• YOUR TASK:
The expected copy holds every entry exactly and none of the pictures.

Segment Start: RECORD SET

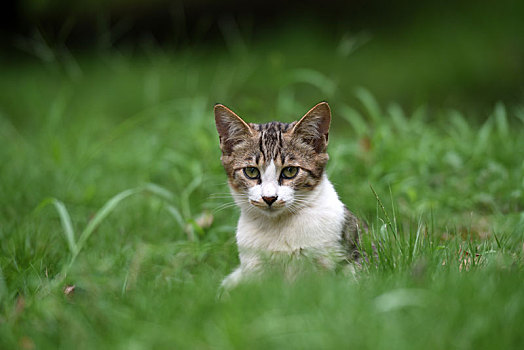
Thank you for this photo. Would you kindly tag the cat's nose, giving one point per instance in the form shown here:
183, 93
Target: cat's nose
269, 200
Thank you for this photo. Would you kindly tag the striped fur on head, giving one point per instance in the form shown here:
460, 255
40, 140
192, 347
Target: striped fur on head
270, 148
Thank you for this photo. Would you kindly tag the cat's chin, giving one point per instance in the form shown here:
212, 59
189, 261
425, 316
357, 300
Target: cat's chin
272, 211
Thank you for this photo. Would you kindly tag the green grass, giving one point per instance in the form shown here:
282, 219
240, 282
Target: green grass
110, 174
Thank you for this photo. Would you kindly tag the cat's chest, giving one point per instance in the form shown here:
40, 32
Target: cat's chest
316, 227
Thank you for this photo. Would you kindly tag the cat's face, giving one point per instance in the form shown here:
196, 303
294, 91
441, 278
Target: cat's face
274, 168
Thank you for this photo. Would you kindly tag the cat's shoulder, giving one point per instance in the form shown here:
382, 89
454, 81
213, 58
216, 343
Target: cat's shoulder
352, 229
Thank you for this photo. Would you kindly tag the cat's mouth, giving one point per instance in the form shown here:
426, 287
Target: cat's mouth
274, 207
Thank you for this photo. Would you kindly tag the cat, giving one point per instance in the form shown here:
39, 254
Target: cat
287, 204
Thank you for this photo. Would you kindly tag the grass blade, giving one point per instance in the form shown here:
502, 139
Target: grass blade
101, 215
65, 220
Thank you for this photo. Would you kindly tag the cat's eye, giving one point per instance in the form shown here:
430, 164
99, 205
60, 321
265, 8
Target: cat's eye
289, 172
251, 173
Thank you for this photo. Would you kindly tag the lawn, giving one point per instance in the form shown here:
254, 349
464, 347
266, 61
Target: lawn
116, 228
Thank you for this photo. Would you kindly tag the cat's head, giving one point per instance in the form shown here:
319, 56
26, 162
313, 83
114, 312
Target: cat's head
274, 168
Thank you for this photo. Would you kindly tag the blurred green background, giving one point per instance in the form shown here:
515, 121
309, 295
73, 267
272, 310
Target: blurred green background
452, 54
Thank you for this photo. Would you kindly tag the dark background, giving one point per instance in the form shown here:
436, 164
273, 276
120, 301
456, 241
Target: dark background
450, 54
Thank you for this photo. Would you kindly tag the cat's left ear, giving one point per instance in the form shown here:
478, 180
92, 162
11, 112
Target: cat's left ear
231, 128
313, 127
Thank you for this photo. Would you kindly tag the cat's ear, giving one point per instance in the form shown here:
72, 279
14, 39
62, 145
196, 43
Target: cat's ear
231, 128
313, 128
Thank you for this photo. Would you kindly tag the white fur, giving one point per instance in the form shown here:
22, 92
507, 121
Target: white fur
313, 224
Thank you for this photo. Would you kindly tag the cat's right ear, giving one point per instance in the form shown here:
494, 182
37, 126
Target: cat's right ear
231, 128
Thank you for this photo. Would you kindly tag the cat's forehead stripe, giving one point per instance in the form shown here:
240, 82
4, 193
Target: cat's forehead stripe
270, 139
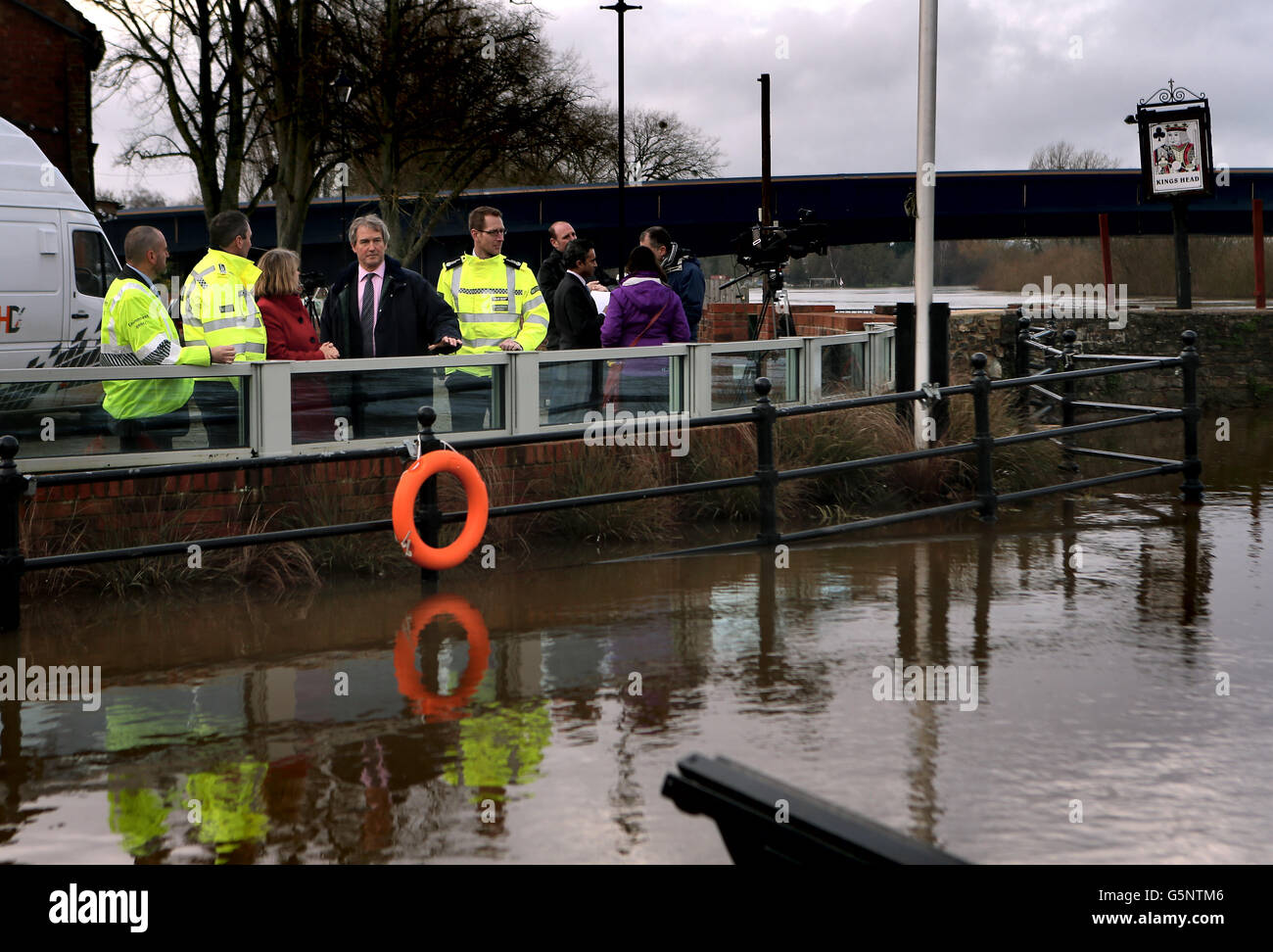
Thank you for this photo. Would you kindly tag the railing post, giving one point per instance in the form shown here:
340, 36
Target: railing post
13, 485
1192, 487
983, 439
1067, 401
428, 515
1021, 360
765, 416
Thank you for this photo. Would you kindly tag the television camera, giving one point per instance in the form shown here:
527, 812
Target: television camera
768, 249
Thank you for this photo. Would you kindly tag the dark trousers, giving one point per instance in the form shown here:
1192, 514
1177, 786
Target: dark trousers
576, 390
470, 401
217, 404
151, 433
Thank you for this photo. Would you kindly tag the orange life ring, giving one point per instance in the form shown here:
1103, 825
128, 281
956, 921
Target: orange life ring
423, 700
403, 509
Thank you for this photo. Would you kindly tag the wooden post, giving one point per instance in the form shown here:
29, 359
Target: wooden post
1258, 232
1107, 263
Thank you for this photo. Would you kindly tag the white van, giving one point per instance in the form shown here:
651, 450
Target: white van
55, 266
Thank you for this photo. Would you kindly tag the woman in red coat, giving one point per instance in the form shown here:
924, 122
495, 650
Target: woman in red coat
291, 335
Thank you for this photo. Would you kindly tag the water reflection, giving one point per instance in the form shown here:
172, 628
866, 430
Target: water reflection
531, 715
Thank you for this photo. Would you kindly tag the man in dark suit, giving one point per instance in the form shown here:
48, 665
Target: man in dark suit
576, 325
574, 312
380, 309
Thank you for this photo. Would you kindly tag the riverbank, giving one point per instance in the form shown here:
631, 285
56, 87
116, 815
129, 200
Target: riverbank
189, 508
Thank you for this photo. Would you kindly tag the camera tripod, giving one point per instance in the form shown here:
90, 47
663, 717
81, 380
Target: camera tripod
776, 296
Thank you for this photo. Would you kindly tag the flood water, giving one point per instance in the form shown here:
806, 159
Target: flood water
344, 726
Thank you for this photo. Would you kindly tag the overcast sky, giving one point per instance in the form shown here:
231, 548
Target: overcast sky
1011, 75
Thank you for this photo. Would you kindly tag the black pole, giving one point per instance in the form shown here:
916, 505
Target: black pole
940, 362
1021, 360
428, 515
1192, 487
622, 8
904, 359
767, 211
1067, 401
13, 484
765, 471
767, 182
983, 438
1180, 230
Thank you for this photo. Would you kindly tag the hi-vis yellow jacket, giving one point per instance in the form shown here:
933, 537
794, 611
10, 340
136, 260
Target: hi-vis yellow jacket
138, 331
495, 300
219, 307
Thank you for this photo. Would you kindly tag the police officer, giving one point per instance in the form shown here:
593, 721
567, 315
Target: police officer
499, 307
136, 331
217, 307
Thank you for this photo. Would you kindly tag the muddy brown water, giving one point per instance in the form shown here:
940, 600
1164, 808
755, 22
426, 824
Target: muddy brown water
343, 726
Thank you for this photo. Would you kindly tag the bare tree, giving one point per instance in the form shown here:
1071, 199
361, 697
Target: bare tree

Segment End: RECORD SET

• SOLUTION FOR THIS TASK:
Thank you for this photo. Would you kindly tag the cat's nose, giving one point per instance in the form shown here:
183, 93
Target: cat's nose
269, 200
Thank you for this photo. Would you kindly tag the striped fur on head, giving one point per instance in the form shown here:
460, 255
40, 140
192, 347
Target: striped fur on head
270, 148
Thank you for this photo. Would you kindly tag the cat's chin, giving one point per instance in the form shown here:
212, 59
189, 261
425, 316
357, 300
Target: cat's chin
272, 211
Thank you for this photo. Would you kindly tag the green grass, giving one point per instance in the form shown here:
282, 219
240, 282
Target: green grass
110, 174
Thank you for this photo. Would you kindly tag the cat's chest, giving one point per instance in the form shown here:
40, 32
Target: cat's chest
316, 227
Thank you for this photo. Would you kindly tag the cat's face, giving one point per instance in the form shown here:
196, 303
294, 91
441, 278
Target: cat's face
274, 168
Thank you for this photo. Would you kindly tag the cat's shoulder, giving one point per instance in the form shown here:
382, 89
454, 81
213, 58
216, 343
Target: cat's shoulder
352, 229
Thank you for this photo. Would you kindly tag the cat's mouth, giving one point per instance in the form shown here:
426, 287
Target: cat's mouth
274, 207
Thank you for this photo. Would you kindly tag the cat, giving one point per instance in the form shown here:
39, 254
Target: cat
287, 204
Thank you for this photo. Would you kindly tag the grass blade, giving one point per instance in the form shown here:
502, 139
Target: grass blade
101, 215
65, 220
Thank you for this photo. Would you kindly tag the cat's eye, giving one point per instance in the form shown here:
430, 164
99, 205
60, 321
265, 8
Target: cat's eye
289, 172
251, 173
Thank you for this photo. Would you kindly tag the lawn, giving one point per instance in the form shown here:
254, 349
464, 347
266, 61
Target: lawn
116, 228
Thank you for this photo. Would you kindly tag the cat's head, giving one point per instance in the form shown here:
319, 56
26, 162
313, 83
114, 312
Target: cat's head
274, 168
Thank you for this photo. Would you kindly tag the blurred green background, giving one point per instance in the form shown here:
515, 121
309, 295
73, 267
272, 310
Target: blurred green background
452, 54
Thank you for this photo. Would you kindly tag the dark background, giving one point per instance in the form shown here:
436, 164
273, 276
120, 301
456, 241
Target: dark background
450, 54
Thank you for this photo. Would you kindly tag the cat's left ear, giving one point per instance in the form shown here:
478, 180
92, 162
11, 112
Target: cat's left ear
231, 128
313, 127
Thank you for this photo. Would you kindly tag the cat's ear, giving one point per instance in the form shown here:
72, 279
14, 39
62, 145
196, 43
Target: cat's ear
231, 128
313, 128
Thank you for this photo. Would you kindly tag the white fur, giving one point per instance in the form shown here:
22, 92
507, 121
Target: white fur
313, 224
Thank you for this photo. Would you kindly tag the cat's right ear, giving one point per instance in the form shown here:
494, 182
37, 126
Target: cat's right ear
231, 128
Thank you for this photo. Would you kindly tag the cat's forehead stripe, giving one point per instance in the form shown here:
240, 82
4, 193
Target: cat's forehead stripe
270, 139
Thank you for this photo. Would you kindly tag the railing post, giving one point per instance in the form shown here:
340, 36
Target: railing post
13, 485
1192, 487
983, 439
1067, 401
428, 515
1021, 360
765, 416
Thank you for this photo. Would you kindly tag the television camera, giving one point per instance in the form shown here:
527, 812
Target: television camera
768, 249
Thank you for this photo. Would you kindly tag the dark trousers, giving one point per instance in the form shown here:
1192, 514
1177, 786
Target: dark trousers
576, 390
470, 401
217, 404
151, 433
Thank you for this photo. Would you kindly tag the orange life ring, giving one point per instance in the form shown here:
1103, 825
128, 281
956, 921
Target: orange life ring
423, 700
403, 509
Thank you for this photo. Would you kindly tag the wooden post, giving one point per instance in the form shown here:
29, 359
Target: wooden post
1258, 232
1107, 263
Thank you for this photo. Would you kindly tag the white van, giving one point per instance in the form shown here:
651, 450
Target: white van
55, 266
Thank you for this photo. Would you kindly tag the woman in red coat, giving one point per instance in the form shown here:
924, 122
495, 650
Target: woman in red coat
291, 335
Thank you for this photo. Would you kindly tag the water reflection, giving one point per instance in the form shown here:
172, 628
866, 430
Target: water reflection
531, 715
Thank you for this photo. Would you kindly tag the man in dark suit, giving one point per instance in the form shown here:
48, 665
Target: man in dark suit
576, 325
574, 312
380, 309
Thank you for this photo. Would you kindly tag the riverbank, giving one point per instance in the form shown here:
631, 285
56, 87
116, 815
129, 200
Target: riverbank
189, 508
Thank you for this photo. Would you kindly tag the camera tripod, giving one point per instance in the form shown here:
90, 47
663, 717
81, 380
Target: camera tripod
776, 296
Thank you for this photo. Would you kindly tag the flood water, giving one point per instance in the form shown here:
806, 159
Target: flood water
344, 726
Thank you for this photo. Would you kindly tag the overcast sky, giving one point per instance in the form shown here:
231, 548
Target: overcast sky
1011, 75
Thank you for this photo. Would you kindly tag the black pole, giving one point per instance in the form shown here:
916, 505
Target: black pole
940, 362
1021, 360
428, 515
1192, 487
622, 8
904, 359
767, 211
1067, 401
13, 484
765, 471
767, 182
983, 438
1180, 230
Thank you for this photo. Would you kindly tag the hi-vis yellow jacket, giving one point per instance in the form shown here:
933, 537
794, 611
10, 340
136, 260
Target: hi-vis yellow jacket
138, 331
495, 300
219, 307
Thank you for this photo. Would you kindly tag the police officer, giving one point per instance in the form shown here:
593, 721
567, 315
Target: police officer
499, 307
136, 331
217, 307
Thank you for this photo. Would you kindly tag the muddy brown water, giving one point per instance in the form shown here:
940, 600
1164, 808
755, 22
426, 824
Target: muddy brown water
343, 726
Thank you for this photo. Would you kindly tag the bare tree, giving one point per instance in the form shown here:
1071, 199
361, 697
Target: bare tree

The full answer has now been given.